• **WORK INSTRUCTIONS**
Rewrite all the records below, changing each "single dot" to "single point" and leaving everything else as it stands.

— START MATERIAL SUPPLIED —

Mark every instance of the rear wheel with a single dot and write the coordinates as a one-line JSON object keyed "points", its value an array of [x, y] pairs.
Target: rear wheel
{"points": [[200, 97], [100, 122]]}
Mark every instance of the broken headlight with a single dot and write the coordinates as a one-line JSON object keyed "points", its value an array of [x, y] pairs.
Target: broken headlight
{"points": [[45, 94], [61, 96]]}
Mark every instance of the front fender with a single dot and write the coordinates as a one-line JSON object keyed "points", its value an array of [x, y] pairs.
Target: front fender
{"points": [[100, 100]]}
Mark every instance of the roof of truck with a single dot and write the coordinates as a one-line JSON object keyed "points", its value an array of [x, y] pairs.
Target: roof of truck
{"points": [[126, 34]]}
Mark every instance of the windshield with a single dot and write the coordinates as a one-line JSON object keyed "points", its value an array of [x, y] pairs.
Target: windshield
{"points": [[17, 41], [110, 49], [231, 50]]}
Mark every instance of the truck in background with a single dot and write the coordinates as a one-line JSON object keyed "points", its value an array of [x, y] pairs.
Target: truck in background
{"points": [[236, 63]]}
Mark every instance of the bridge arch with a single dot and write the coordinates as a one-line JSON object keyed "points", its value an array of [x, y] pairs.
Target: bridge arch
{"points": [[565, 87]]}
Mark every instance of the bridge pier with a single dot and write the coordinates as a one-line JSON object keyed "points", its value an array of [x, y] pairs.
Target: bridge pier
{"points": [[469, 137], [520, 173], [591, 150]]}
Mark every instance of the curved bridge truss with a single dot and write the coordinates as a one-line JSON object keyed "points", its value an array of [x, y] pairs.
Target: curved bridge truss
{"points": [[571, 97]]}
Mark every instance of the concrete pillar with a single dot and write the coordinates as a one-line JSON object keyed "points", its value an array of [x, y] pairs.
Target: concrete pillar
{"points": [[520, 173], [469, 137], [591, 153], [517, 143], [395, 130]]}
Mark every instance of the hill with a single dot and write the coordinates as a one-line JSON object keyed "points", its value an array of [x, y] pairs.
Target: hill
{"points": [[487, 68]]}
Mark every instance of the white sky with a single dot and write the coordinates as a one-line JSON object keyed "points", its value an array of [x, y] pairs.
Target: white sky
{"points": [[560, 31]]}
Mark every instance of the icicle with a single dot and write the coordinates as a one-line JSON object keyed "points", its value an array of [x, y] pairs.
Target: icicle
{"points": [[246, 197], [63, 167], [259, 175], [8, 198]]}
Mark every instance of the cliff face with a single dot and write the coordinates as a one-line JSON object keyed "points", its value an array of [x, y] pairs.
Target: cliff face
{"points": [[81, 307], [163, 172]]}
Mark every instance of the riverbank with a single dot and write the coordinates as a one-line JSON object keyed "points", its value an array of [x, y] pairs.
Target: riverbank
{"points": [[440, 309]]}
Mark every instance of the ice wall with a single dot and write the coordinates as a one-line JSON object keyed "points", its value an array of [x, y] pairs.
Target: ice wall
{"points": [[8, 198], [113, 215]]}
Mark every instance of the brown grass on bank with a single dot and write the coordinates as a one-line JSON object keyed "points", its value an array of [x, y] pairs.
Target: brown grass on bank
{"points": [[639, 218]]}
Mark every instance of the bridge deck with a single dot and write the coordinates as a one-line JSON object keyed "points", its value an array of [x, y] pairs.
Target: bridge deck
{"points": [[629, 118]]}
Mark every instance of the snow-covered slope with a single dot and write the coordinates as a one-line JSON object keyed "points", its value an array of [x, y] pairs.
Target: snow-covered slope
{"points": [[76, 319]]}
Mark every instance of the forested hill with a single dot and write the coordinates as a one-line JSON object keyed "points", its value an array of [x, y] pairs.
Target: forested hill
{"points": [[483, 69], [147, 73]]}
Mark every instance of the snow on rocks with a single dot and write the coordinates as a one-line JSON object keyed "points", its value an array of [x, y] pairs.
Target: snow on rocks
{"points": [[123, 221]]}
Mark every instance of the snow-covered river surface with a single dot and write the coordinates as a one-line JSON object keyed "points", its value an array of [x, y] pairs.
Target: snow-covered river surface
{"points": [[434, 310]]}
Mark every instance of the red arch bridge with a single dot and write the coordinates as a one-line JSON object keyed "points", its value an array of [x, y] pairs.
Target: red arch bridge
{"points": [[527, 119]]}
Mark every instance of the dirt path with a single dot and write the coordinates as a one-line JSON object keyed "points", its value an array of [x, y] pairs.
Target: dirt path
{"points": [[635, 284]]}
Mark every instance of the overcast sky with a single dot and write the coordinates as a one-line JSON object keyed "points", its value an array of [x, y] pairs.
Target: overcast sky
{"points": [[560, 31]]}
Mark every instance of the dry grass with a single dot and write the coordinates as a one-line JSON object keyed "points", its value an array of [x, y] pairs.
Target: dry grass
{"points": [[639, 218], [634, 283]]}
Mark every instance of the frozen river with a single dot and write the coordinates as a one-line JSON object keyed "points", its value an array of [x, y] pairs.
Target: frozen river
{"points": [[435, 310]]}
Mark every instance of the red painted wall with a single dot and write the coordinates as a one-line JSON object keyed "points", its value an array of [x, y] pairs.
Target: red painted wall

— END MATERIAL SUPPLIED —

• **WRITTEN ANSWER**
Mark every instance of the rear wheel with a single point and write the coordinates as a one-line JSON object keyed "points", its value an array of [x, y] pairs.
Target: rear wheel
{"points": [[200, 97], [100, 122]]}
Mark every instance of the broken headlight with a single point and write the coordinates as a one-line JSON object keyed "points", its value an array of [x, y] pairs.
Target: broken headlight
{"points": [[45, 94], [61, 96]]}
Mark every instance of the front fender with a single point and write the coordinates as a one-line JSON object keyed "points", its value an array of [x, y] pairs.
Target: front fender
{"points": [[100, 100]]}
Mark every instance of the roof of truck with a single point and write the coordinates as a one-line JSON object keyed "points", its value an array of [x, y] pairs.
Target: roof of truck
{"points": [[126, 34]]}
Mark every instance of the windshield with a single point and write the coordinates as a one-line JSON object keyed "points", its value an array of [x, y] pairs.
Target: windshield
{"points": [[17, 41], [110, 49], [231, 50]]}
Mark every instance of the truck in background with a single point and write the coordinates as a one-line JSON object keyed "points", its value an array of [x, y] pairs.
Target: truck in background
{"points": [[236, 63]]}
Mark every instance of the bridge arch with a single point and write the coordinates as a one-line JSON object keyed "points", its value an array of [x, y] pairs.
Target: bridge arch
{"points": [[565, 87]]}
Mark every instance of the bridge pier with a single point and write the coordinates as a one-line JSON object keyed "points", its value an array of [x, y] pairs.
Target: bridge pier
{"points": [[469, 137], [520, 173], [591, 150]]}
Mark every instance of the curved bridge truss with a single point and write the coordinates as a one-line JSON object keyed "points", its value an array of [x, y] pairs.
Target: curved bridge truss
{"points": [[571, 97]]}
Mark every instance of the concrete pillar with a single point and write the coordinates as a one-line JSON object keyed "points", its value an array of [x, y] pairs.
Target: concrete pillar
{"points": [[520, 173], [469, 137], [591, 153], [517, 143], [395, 130]]}
Mark every instance of the hill with a single point and write the coordinates as a one-line JSON object keyed "points", its value an array of [x, y] pairs.
Target: hill
{"points": [[487, 68]]}
Mark every instance of the white sky with a single point and write the coordinates as a one-line JSON object keyed "points", its value an array of [x, y] pairs.
Target: white sky
{"points": [[560, 31]]}
Mark every instance of the icicle with a single point and write the coordinates as a one-line JSON object keyed "points", its value an array of [x, y] pairs.
Target: icicle
{"points": [[246, 197], [63, 167], [259, 175], [8, 198]]}
Mark every instance of the cliff face with a single point and write the coordinates as a one-line JSON object keyed "points", its value an array of [x, y] pairs.
Target: cliff face
{"points": [[81, 307], [163, 172]]}
Mark every instance of the riverbank with a single point and write the coordinates as a one-line JSON object keyed "points", its value an array of [x, y] pairs.
Target: riverbank
{"points": [[440, 309]]}
Mark every instance of the ice wall with a single point and write the coordinates as a one-line JSON object keyed "points", its value an array of [x, y] pairs.
Target: ice wall
{"points": [[8, 198], [113, 215]]}
Mark every instance of the brown grass on bank with a single point and write the coordinates as a one-line JSON object keyed "points", its value an array of [x, y] pairs.
Target: brown grass on bank
{"points": [[639, 218]]}
Mark every instance of the bridge deck with a single point and write the coordinates as a one-line JSON object keyed "points", its value an array of [x, y] pairs.
Target: bridge deck
{"points": [[629, 118]]}
Mark every instance of the snow-covered slope with a single point and write the coordinates as a one-line JSON object keyed "points", its value an array of [x, y] pairs.
Target: snow-covered slope
{"points": [[76, 319]]}
Mark every instance of the forested hill with a single point and write the coordinates as a one-line JSON object keyed "points", its value an array of [x, y] pairs.
Target: forested hill
{"points": [[483, 69], [147, 73]]}
Mark every instance of the snow on rocks with a single point and write the coordinates as a one-line JSON object keyed "points", its value an array of [x, y] pairs.
Target: snow on rocks
{"points": [[123, 221]]}
Mark every instance of the snow-covered river surface with a single point and write the coordinates as a one-line JSON object keyed "points", its value an array of [x, y] pairs.
Target: snow-covered river surface
{"points": [[434, 310]]}
Mark every instance of the red arch bridge with a single point and write the coordinates as a one-line JSON object keyed "points", its value an array of [x, y] pairs.
Target: red arch bridge
{"points": [[527, 119]]}
Mark every instance of the dirt path with a single point and write the coordinates as a one-line JSON object keyed "points", its value an array of [x, y] pairs.
Target: dirt path
{"points": [[635, 284]]}
Mark every instance of the overcast sky with a single point and write the coordinates as a one-line JSON object keyed "points", its value an array of [x, y] pairs.
Target: overcast sky
{"points": [[560, 31]]}
Mark every instance of the dry grass with a single point and write the coordinates as a one-line JSON object keyed "points", its value an array of [x, y] pairs.
Target: dry grass
{"points": [[639, 218], [634, 283]]}
Mark every instance of the frozen river with a single point and write the coordinates as a one-line JSON object keyed "points", its value an array of [x, y] pairs.
Target: frozen river
{"points": [[435, 310]]}
Mark every instance of the red painted wall with a single point and write the coordinates as a one-line JSON object keyed "points", its value an array of [x, y] pairs.
Target: red painted wall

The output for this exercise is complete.